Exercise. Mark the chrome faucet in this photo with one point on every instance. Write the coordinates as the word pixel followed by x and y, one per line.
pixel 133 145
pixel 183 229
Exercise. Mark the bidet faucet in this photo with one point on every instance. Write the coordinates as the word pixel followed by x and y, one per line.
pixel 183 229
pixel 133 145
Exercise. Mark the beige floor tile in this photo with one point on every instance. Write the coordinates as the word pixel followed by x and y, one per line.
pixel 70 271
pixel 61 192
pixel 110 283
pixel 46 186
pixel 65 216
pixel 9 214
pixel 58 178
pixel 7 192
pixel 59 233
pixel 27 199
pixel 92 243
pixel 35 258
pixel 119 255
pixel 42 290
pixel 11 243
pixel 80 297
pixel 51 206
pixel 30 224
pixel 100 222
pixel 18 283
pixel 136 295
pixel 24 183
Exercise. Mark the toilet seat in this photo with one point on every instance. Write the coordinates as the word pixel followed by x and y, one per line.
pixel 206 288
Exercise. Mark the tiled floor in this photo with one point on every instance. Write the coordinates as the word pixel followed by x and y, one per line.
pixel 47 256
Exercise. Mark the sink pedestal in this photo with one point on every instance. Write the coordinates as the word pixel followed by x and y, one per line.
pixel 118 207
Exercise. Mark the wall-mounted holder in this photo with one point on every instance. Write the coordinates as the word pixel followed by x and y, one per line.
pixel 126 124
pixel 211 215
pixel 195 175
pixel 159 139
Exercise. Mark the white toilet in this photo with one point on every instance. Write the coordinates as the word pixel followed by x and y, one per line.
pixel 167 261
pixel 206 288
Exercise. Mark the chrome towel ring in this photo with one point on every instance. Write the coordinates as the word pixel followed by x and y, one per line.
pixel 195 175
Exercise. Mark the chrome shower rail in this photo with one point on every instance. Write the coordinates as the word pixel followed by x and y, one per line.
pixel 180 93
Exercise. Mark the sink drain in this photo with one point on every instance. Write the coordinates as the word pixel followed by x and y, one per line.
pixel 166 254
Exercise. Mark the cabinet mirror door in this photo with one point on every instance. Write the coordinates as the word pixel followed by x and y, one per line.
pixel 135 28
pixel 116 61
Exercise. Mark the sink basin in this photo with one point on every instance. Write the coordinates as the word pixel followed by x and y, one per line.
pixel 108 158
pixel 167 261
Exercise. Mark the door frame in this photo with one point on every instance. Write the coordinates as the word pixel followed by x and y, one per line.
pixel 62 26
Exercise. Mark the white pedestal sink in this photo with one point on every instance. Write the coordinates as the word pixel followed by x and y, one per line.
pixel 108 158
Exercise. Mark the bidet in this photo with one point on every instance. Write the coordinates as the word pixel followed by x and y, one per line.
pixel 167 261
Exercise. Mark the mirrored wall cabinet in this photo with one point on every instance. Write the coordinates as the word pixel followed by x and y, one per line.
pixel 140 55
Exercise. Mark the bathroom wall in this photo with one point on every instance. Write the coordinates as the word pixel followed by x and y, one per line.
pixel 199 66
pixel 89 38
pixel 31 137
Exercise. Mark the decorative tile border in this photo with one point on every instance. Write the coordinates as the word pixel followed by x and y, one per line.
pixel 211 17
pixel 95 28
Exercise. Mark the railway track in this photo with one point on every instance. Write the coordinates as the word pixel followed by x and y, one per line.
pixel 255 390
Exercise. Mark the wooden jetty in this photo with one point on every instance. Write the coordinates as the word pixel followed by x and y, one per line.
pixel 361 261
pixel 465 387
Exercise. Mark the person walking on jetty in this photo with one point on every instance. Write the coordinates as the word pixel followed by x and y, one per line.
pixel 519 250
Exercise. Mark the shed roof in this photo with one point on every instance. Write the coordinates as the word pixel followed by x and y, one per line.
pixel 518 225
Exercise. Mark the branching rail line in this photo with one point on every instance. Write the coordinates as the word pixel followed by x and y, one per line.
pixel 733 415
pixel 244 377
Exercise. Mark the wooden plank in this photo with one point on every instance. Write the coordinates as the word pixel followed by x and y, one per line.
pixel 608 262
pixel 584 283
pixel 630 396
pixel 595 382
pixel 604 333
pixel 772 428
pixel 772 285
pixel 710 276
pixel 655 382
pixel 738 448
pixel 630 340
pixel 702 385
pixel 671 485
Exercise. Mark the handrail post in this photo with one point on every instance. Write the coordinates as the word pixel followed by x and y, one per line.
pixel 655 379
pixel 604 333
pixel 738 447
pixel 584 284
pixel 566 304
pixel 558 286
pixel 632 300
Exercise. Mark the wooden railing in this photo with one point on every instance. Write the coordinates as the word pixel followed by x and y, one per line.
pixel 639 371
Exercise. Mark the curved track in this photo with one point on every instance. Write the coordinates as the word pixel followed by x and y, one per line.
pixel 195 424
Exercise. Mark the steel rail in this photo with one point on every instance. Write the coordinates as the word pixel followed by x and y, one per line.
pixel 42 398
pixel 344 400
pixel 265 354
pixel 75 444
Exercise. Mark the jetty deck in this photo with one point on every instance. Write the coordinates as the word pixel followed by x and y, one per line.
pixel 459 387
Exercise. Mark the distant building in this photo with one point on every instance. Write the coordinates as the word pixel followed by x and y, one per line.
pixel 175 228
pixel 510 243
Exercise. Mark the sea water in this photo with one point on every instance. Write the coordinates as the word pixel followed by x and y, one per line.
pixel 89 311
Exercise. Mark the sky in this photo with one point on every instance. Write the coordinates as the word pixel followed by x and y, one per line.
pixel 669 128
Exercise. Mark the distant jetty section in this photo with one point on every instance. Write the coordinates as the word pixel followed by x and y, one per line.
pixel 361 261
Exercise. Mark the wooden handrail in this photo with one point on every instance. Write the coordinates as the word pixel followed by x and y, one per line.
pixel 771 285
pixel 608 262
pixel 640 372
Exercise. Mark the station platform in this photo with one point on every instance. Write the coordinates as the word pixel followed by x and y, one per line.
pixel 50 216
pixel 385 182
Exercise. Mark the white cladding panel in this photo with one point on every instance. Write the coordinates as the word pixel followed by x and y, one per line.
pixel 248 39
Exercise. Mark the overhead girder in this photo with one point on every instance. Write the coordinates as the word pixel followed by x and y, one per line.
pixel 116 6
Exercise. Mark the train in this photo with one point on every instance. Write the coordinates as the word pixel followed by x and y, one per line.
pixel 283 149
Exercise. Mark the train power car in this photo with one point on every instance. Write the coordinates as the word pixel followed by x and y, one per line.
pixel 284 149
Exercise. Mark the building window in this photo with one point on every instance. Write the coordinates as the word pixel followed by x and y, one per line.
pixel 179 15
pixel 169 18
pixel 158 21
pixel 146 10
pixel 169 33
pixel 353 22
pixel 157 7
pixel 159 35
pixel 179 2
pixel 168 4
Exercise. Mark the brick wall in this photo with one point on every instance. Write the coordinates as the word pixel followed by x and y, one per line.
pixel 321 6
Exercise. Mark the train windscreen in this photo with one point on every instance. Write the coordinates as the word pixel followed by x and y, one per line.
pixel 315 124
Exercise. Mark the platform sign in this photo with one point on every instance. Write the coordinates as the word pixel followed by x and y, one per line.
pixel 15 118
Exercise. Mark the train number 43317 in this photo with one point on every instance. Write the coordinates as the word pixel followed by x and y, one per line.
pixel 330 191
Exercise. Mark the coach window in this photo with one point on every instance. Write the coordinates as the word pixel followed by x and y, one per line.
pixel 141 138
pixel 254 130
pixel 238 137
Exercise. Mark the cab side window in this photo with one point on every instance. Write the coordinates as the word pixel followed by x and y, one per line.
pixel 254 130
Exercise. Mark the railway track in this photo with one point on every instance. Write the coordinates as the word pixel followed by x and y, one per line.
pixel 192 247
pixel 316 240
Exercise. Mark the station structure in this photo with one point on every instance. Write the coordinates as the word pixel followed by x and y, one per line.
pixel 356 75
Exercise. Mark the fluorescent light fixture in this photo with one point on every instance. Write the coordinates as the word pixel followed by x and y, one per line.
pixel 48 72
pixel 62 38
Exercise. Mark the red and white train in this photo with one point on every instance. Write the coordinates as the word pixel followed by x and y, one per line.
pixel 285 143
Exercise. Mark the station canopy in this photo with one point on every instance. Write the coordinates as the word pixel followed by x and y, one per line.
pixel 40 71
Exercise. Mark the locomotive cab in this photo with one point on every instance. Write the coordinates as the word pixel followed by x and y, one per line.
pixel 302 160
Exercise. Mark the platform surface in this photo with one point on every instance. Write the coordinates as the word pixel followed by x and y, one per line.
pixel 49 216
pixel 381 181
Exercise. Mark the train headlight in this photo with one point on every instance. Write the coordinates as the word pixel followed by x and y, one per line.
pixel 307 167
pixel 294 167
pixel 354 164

Exercise objective —
Nothing but the lines from the one containing "Exercise. Mark the station structure" to the last line of the listing above belongs in the answer; restate each word for word.

Final answer —
Exercise. Mark the station structure in this photo with one point on every instance. Write the coordinates as the word pixel followed by x and y, one per line.
pixel 356 75
Exercise. Mark the fluorescent light fixture in this photo with one point on every instance. Write the coordinates as the word pixel followed by x and y, one per line.
pixel 48 72
pixel 62 38
Exercise. Mark the red and white train in this photo with one point on every instance. Write the coordinates as the word pixel followed by x and y, one per line.
pixel 285 143
Exercise. Mark the station canopy in this photo with one point on every instance. Write the coordinates as the word pixel followed by x and y, one per line.
pixel 40 71
Exercise. Mark the locomotive cab in this photo with one point on every instance. Write the coordinates as the word pixel followed by x and y, one per line.
pixel 302 160
Exercise. Mark the platform surface in this photo with one point on every instance. Write the coordinates as the word pixel followed by x and y, one per line.
pixel 49 216
pixel 381 181
Exercise. Mark the train headlight in this photo with one point on every instance. Write the coordinates as the word pixel followed by x and y, one per line.
pixel 307 167
pixel 294 167
pixel 354 164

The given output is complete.